**Problem to solve**
Please repeat the data exactly, starting with the line that contains "Exercise. Identify the dog's hind" and going on through the end of the data.

**Data for processing**

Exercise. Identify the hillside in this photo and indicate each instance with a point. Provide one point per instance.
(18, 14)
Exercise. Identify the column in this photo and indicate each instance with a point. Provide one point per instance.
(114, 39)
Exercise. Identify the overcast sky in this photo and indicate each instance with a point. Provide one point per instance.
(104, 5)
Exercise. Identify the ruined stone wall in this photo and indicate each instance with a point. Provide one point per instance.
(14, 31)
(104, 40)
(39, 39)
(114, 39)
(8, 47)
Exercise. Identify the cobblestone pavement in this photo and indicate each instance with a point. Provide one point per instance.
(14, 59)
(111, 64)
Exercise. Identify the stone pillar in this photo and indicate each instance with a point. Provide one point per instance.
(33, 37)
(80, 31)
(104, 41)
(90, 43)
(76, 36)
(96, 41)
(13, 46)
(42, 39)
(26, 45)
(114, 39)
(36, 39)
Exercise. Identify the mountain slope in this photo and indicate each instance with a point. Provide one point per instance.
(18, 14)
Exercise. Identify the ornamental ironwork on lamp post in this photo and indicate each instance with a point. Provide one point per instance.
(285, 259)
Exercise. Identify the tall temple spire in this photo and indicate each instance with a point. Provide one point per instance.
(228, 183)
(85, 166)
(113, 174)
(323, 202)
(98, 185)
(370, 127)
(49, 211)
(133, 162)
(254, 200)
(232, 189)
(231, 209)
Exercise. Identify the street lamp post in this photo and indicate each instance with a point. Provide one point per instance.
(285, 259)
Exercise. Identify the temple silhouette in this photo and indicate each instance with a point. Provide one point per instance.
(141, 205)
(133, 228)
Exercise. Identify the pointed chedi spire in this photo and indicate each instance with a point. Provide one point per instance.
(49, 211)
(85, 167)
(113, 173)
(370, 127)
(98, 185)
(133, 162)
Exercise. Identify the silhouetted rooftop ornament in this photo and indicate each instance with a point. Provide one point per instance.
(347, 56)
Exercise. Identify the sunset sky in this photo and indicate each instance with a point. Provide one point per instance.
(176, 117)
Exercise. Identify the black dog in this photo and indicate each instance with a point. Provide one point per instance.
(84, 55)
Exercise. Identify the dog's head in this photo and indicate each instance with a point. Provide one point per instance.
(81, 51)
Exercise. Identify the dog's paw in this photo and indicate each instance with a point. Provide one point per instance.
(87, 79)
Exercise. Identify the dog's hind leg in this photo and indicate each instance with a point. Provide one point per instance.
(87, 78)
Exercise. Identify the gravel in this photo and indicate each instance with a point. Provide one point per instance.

**Solution to this exercise**
Exercise. Identify the dog's hind leg in this photo and indicate each instance with a point. Provide one point per instance.
(87, 78)
Exercise. Identify the gravel in this photo and indicate each instance with a point. Provide one point per instance.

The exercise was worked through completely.